**ЗАДАНИЕ**
Перескажите обсуждение в трёх предложениях.

**ФРАГМЕНТ**
• • • •

# Интернет > Графика >  Paint

## ZeroCool

Кто сможет нарисовать машину на PAinte лутше меня, также отредоктировать на Фотошопе фотку или что то иное лутше меня... Сделаю любое фото лучше всех... Пишите Zerocool.90@mail.ru

----------


## Troffi

Ну чтоб слова пустыми не были, ты нам предоставь свои творенья, на общий суд.

----------


## Varg

Помогите!!! Устанавливаю себе Corel X3 и вот какая проблема - кряк на него есть, все делаю по его инструкциям, код активации сгенерил, но эта зараза требует какой-то ключ, про который ничего нигде не написано, а без ключа он нехочет регистрироваться. Как обойти этот ключ?

----------


## Shogo

> Кто сможет нарисовать машину на PAinte лутше меня, также отредоктировать на Фотошопе фотку или что то иное лутше меня... Сделаю любое фото лучше всех... Пишите Zerocool.90@mail.ru


Вот тут http://memblog.ru/ женщина рисует в паинте целые картины, ты сможешь нарисовать лучше неё? :)

----------


## kalinov

> Помогите!!! Устанавливаю себе Corel X3 и вот какая проблема - кряк на него есть, все делаю по его инструкциям, код активации сгенерил, но эта зараза требует какой-то ключ, про который ничего нигде не написано, а без ключа он нехочет регистрироваться. Как обойти этот ключ?


Открываешь кряк, потом запускаешь инсталятор, во время установки программа выдаст тебе инсталяционный код, вносишь его в кейген, доводишь установку до конца, далее активировать по телефону или факсу, и там собственно прописываешь сгенеренный код. Вот и все. Удачи!

----------


## Peredoz

Главное, не забыть инет отключить на время установки :)

----------

• • • •

**ИЗВЛЕЧЁННЫЕ ДАННЫЕ**
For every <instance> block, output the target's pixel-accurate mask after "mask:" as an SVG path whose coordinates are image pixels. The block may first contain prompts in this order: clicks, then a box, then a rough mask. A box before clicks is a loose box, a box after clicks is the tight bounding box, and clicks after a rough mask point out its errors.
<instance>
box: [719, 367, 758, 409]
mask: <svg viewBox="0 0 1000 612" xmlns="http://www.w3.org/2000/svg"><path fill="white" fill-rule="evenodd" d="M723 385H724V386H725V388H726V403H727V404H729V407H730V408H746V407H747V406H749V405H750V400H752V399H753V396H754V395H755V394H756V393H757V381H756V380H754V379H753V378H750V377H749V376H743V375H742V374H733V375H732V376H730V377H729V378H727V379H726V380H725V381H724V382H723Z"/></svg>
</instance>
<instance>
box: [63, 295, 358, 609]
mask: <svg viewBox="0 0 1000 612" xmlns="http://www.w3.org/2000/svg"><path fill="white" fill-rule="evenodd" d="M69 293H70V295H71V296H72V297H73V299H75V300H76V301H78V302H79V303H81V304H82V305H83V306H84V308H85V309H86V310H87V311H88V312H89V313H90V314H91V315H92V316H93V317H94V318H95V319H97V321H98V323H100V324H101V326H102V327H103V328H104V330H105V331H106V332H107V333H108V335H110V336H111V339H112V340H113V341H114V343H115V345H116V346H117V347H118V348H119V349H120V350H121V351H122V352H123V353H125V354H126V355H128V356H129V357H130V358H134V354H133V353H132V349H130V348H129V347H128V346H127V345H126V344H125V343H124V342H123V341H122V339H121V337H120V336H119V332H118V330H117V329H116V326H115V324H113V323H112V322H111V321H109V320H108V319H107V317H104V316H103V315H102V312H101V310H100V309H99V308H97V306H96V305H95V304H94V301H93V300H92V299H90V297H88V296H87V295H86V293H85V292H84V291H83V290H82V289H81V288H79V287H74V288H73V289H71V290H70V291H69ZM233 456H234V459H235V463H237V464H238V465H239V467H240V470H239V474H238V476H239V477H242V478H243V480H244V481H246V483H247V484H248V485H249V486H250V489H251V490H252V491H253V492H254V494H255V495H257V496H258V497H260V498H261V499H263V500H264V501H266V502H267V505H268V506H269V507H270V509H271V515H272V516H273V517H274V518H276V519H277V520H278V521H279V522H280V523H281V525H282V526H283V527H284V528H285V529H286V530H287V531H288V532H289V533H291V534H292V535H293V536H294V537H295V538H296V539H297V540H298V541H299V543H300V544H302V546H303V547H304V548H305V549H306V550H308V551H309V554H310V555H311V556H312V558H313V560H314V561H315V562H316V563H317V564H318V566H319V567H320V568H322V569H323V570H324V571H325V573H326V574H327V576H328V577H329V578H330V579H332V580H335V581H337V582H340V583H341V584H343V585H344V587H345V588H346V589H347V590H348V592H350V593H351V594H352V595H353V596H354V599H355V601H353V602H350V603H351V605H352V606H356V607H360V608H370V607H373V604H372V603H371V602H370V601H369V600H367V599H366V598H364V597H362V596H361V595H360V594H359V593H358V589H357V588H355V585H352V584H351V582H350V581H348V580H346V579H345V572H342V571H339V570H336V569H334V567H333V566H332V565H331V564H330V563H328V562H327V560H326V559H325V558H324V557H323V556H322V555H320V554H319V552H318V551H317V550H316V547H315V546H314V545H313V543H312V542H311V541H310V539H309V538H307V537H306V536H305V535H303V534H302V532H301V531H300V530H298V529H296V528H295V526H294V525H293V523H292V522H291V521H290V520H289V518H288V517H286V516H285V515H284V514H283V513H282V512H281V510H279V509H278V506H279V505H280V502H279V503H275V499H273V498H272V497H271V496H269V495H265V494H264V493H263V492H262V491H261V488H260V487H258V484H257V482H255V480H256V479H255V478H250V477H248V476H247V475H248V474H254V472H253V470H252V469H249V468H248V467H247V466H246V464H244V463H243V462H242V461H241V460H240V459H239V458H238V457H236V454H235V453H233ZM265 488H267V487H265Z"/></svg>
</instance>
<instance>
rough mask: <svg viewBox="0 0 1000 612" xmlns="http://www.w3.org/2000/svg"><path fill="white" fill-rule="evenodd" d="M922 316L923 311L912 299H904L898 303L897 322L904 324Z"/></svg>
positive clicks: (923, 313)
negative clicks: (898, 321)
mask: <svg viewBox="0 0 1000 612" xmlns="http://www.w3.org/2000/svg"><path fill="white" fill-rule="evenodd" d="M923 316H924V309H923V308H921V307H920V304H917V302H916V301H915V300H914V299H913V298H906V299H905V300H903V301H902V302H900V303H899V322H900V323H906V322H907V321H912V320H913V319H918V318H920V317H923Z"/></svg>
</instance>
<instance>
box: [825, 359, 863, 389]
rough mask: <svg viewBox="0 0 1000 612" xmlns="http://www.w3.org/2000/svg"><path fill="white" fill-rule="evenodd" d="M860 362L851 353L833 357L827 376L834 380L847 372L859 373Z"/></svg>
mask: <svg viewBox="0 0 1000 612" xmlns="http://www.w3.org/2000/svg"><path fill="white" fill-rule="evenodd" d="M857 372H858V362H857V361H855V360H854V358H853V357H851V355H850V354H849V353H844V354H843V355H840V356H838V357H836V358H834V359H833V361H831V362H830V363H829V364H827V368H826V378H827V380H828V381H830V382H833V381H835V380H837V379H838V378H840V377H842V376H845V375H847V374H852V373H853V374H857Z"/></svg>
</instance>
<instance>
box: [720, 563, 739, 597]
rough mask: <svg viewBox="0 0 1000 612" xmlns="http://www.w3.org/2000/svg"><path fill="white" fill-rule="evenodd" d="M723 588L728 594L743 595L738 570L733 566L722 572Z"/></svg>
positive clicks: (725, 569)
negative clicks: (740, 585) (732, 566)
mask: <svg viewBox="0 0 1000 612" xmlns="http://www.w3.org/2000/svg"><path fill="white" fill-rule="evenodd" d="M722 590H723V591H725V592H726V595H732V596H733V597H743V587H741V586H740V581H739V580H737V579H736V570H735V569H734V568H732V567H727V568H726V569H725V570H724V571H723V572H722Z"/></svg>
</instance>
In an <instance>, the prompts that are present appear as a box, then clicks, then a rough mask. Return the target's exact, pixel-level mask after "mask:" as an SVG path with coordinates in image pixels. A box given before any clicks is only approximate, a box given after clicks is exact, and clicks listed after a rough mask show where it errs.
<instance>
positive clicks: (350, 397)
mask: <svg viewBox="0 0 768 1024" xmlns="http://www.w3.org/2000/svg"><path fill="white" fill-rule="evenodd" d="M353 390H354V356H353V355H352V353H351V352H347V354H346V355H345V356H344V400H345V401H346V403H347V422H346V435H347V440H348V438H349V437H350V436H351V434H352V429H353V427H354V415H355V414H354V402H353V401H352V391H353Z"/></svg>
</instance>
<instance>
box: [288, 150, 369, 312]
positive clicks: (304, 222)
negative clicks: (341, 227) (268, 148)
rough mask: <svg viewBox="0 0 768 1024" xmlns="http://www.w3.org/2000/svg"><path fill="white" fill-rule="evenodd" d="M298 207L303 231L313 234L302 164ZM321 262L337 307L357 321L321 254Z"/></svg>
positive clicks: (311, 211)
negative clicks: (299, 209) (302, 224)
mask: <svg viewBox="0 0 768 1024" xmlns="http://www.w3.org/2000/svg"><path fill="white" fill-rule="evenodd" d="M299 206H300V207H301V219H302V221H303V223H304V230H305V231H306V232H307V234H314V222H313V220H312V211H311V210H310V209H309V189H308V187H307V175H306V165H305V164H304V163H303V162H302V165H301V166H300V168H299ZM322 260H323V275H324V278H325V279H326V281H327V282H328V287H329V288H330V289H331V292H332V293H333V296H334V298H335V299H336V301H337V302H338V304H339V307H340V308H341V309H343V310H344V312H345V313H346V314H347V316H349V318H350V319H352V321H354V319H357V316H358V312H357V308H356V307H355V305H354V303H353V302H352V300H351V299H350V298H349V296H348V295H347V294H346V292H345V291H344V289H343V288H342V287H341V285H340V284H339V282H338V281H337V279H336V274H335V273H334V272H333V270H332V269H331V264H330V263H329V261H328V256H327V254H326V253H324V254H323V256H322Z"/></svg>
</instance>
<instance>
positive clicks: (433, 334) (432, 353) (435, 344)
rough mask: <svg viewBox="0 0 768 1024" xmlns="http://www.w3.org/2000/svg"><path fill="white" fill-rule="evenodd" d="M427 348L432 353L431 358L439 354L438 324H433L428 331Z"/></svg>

• • • •

**РЕШЕНИЕ**
ZeroCool хвалится, что лучше всех рисует в Paint и обрабатывает фото в Фотошопе. В ответ его просят показать свои работы и дают ссылку на женщину, которая рисует в Paint целые картины. Varg пишет, что Corel X3 при установке требует какой-то ключ и без него не регистрируется; kalinov объясняет порядок установки с активацией по телефону или факсу, а Peredoz советует на это время отключить интернет.